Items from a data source

# # # # #

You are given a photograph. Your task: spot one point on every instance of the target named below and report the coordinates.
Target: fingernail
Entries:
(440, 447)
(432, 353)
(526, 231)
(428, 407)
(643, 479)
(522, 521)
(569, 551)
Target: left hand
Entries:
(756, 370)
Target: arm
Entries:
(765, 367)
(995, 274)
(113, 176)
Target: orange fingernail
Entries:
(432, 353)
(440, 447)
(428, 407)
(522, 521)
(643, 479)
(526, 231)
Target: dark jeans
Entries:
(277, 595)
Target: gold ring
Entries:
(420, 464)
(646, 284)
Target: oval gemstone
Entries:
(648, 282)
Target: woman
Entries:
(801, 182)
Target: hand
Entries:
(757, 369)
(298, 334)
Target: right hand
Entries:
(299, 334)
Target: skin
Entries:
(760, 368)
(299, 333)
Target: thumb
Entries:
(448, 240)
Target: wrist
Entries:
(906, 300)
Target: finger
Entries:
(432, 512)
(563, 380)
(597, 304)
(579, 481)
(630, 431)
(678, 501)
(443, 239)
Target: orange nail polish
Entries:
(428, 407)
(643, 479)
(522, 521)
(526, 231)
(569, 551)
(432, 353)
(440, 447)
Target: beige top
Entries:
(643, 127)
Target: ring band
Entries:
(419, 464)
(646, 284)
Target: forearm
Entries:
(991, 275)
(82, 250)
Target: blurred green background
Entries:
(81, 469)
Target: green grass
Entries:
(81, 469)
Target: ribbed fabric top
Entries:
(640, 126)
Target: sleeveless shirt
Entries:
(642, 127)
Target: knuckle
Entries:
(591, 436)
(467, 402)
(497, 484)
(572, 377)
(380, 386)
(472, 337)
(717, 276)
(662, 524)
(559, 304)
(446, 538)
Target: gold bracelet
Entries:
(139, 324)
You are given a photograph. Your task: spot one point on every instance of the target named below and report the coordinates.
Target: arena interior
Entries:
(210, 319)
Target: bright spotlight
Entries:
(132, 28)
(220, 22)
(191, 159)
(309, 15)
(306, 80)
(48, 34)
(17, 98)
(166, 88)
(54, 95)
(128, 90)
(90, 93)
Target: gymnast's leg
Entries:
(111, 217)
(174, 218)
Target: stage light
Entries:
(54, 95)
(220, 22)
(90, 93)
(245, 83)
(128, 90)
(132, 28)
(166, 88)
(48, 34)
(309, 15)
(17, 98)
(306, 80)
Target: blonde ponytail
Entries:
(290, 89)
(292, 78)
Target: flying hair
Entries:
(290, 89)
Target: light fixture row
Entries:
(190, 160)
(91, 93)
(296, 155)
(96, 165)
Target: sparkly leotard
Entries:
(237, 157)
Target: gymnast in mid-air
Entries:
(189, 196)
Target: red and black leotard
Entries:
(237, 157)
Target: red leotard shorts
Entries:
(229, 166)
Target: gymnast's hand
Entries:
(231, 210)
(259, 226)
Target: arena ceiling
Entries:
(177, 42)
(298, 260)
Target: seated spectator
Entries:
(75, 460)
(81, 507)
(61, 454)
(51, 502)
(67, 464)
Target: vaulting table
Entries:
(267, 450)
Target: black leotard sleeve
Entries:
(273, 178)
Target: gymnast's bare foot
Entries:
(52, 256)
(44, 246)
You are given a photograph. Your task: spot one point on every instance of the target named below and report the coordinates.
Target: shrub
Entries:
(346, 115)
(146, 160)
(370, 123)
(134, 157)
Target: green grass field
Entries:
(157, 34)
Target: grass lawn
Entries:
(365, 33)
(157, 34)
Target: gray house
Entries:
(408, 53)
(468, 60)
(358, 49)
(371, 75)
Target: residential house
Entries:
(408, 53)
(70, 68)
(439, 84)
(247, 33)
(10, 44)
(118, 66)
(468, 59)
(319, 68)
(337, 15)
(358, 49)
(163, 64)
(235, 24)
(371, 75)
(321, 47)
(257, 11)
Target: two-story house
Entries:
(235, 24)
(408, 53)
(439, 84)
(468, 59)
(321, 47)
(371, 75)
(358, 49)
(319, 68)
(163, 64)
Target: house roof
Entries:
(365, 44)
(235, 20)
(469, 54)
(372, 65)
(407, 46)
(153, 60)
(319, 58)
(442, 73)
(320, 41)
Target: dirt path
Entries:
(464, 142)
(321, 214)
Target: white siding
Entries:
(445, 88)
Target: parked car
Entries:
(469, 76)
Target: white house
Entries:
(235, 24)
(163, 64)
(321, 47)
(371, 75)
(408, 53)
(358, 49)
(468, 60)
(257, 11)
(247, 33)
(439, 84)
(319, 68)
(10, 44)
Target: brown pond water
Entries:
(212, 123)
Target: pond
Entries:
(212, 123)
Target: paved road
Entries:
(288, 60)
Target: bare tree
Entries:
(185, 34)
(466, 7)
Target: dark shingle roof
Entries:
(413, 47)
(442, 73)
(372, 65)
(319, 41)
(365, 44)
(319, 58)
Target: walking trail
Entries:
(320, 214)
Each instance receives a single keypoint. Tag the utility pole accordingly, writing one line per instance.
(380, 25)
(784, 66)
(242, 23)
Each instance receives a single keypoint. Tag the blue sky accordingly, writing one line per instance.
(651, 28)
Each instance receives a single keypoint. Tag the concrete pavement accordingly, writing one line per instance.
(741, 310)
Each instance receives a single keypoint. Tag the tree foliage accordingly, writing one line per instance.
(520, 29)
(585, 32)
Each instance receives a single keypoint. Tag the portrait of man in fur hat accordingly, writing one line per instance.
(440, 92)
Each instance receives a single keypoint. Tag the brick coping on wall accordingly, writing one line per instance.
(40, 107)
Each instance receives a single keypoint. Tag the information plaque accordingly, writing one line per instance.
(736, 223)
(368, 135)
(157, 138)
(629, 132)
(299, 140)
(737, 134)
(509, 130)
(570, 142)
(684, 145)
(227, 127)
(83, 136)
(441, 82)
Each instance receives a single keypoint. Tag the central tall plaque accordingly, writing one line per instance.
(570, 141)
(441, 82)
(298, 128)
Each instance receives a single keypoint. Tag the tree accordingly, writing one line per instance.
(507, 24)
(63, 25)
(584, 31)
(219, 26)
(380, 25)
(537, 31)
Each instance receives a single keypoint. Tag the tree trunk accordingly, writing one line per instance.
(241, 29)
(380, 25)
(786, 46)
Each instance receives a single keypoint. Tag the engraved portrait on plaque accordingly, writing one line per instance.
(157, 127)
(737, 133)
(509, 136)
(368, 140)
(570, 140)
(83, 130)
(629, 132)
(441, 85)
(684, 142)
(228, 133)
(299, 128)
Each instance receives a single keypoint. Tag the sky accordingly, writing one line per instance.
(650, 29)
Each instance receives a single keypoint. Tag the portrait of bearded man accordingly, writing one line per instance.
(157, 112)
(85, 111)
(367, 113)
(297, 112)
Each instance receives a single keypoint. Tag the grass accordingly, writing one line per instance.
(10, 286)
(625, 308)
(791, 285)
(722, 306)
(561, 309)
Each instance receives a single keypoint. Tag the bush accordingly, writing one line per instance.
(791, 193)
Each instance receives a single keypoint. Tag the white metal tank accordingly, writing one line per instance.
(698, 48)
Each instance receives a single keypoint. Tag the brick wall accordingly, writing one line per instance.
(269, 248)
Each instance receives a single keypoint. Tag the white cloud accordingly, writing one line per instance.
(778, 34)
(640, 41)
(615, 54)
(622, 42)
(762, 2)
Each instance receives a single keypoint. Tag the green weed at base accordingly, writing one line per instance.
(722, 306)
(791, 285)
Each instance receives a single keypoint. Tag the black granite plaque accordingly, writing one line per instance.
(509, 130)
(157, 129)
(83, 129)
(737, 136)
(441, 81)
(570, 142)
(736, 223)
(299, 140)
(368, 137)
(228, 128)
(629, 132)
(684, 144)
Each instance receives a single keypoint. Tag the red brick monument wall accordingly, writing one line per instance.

# # # # #

*Problem to solve:*
The answer should consist of all lines from the records above that hold the word "arena".

*Final answer:*
Target: arena interior
Target: arena ceiling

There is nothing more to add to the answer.